## [Recorded data]
····················

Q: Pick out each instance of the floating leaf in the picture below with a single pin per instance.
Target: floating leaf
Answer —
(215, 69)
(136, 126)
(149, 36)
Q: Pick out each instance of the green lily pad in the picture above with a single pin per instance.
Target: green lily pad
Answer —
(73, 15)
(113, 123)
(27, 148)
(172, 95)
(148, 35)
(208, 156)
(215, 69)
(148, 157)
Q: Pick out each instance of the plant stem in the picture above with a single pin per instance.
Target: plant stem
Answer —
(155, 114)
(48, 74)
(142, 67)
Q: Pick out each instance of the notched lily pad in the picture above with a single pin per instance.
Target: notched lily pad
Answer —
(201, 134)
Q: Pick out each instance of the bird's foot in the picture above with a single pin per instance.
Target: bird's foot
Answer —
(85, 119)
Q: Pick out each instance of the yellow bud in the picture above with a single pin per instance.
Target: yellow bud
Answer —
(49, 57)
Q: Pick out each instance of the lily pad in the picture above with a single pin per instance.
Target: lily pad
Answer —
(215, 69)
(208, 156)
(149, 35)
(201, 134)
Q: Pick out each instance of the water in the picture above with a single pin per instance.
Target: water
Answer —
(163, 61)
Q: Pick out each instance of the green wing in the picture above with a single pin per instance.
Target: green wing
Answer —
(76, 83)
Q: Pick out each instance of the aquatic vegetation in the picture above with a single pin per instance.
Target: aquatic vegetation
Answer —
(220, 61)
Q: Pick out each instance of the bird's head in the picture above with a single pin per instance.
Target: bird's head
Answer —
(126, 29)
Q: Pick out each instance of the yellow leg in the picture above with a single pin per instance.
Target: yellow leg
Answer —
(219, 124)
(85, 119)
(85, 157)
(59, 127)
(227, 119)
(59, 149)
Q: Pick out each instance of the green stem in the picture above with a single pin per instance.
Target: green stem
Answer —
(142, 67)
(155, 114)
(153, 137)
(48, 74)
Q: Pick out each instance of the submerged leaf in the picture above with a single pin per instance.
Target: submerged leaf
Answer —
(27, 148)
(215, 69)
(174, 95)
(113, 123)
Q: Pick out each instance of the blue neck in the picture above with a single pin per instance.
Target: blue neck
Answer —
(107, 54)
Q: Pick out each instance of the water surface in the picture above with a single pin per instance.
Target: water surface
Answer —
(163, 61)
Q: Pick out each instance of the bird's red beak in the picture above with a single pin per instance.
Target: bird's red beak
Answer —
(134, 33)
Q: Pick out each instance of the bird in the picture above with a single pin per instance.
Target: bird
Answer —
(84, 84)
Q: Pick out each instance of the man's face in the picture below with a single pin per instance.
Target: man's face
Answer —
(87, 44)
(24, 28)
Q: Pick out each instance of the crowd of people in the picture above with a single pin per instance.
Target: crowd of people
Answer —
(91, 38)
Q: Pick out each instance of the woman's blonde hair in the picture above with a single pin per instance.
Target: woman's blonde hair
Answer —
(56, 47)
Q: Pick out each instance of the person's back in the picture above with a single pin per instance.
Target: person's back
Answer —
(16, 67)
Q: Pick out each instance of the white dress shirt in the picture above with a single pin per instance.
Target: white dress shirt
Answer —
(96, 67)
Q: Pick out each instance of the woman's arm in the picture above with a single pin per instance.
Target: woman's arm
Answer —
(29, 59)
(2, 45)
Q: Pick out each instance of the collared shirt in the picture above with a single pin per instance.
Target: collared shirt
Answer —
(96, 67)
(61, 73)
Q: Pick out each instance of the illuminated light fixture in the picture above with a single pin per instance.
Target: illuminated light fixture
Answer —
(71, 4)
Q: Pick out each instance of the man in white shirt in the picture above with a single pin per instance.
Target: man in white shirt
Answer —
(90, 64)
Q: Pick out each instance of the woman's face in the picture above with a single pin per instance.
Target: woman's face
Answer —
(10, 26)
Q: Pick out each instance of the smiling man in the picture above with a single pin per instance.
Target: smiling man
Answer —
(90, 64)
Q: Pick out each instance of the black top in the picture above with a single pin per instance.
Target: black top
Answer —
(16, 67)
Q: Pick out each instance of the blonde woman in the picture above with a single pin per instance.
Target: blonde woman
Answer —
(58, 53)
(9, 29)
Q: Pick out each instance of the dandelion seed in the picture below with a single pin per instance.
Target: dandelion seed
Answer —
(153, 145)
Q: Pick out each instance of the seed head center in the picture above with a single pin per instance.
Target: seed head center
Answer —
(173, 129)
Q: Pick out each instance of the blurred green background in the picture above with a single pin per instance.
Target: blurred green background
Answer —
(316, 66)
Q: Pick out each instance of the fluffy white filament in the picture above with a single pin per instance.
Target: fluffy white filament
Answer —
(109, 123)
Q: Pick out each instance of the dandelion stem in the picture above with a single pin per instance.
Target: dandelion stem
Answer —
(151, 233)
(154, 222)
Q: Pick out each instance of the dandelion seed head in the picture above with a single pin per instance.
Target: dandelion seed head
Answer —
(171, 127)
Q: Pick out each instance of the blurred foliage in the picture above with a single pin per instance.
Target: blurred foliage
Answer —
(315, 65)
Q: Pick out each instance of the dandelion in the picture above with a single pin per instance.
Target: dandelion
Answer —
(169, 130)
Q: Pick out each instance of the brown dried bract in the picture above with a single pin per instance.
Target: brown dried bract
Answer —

····················

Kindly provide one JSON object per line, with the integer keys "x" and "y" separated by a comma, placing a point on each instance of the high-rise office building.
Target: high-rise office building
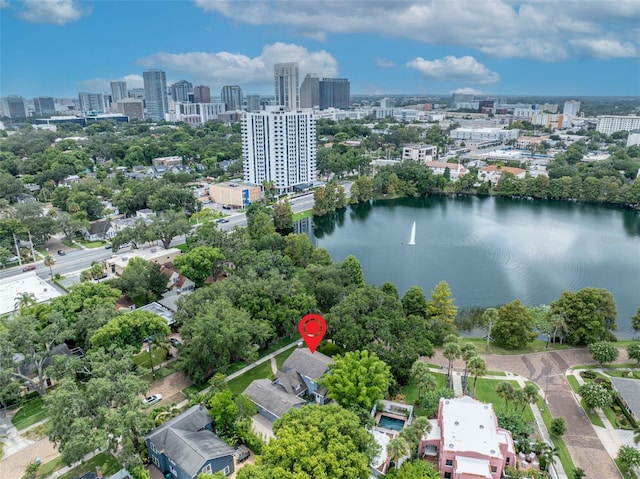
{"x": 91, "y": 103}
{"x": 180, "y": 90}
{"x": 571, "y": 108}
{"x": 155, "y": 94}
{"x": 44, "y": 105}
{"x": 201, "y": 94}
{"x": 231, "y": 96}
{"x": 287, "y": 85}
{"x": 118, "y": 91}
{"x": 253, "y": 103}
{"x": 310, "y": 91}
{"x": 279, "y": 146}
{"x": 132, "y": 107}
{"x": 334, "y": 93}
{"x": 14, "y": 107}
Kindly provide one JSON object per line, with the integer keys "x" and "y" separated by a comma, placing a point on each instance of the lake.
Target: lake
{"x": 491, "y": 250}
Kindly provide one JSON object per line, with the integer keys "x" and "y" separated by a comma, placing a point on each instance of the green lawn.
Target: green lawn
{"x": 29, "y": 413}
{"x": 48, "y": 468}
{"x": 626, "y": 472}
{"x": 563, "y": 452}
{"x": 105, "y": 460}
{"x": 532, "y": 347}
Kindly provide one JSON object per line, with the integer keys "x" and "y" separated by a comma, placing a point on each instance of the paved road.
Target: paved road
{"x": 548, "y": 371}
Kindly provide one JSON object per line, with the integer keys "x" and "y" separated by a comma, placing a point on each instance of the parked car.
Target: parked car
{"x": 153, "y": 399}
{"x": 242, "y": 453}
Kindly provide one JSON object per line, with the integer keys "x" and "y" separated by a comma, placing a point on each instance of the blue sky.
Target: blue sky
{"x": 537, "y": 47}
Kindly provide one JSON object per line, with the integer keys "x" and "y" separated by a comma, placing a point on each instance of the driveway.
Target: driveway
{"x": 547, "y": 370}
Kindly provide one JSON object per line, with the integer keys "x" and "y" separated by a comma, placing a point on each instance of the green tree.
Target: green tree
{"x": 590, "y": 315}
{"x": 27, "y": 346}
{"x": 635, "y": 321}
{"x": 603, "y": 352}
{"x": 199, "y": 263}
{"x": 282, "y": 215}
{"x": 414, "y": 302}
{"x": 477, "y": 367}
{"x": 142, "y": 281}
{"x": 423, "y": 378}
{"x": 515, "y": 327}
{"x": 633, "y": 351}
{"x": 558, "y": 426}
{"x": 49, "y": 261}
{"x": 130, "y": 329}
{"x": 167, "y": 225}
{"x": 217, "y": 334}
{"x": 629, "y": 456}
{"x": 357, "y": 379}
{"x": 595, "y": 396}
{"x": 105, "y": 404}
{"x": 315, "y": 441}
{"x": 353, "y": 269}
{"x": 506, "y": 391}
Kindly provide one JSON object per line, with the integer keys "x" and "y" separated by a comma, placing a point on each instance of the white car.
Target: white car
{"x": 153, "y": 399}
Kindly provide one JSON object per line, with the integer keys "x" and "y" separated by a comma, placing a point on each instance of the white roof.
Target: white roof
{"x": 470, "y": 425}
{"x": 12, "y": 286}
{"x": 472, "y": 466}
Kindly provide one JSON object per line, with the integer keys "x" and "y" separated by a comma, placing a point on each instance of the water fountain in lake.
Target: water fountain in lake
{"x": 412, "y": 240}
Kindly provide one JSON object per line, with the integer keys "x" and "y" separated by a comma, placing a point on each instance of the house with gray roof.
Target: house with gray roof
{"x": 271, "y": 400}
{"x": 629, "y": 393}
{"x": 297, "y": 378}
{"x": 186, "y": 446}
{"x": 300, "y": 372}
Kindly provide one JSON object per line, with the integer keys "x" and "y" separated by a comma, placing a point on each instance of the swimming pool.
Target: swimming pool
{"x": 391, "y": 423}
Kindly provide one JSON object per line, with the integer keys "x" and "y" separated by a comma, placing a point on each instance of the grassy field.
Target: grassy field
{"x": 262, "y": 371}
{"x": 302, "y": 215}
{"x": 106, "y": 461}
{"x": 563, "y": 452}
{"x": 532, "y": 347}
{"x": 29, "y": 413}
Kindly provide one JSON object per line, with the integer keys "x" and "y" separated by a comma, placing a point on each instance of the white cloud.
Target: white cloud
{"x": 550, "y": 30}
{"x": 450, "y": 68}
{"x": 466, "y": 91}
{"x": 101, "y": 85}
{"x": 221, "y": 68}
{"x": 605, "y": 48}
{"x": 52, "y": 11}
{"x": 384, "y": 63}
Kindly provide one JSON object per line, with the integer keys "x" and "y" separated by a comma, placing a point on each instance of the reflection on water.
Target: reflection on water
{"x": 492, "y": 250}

····················

## [Exercise details]
In the records above, find each line with the string "head" and list it.

## [Answer section]
Q: Pick out each instance of the bird's head in the picture above with a single pin per instance.
Target: bird's head
Q: Pick out each instance of the seed head center in the picture above with a single pin per instance.
Target: seed head center
Q: Pick out each instance of the dandelion seed head in the picture above with a single pin per instance.
Target: dandelion seed head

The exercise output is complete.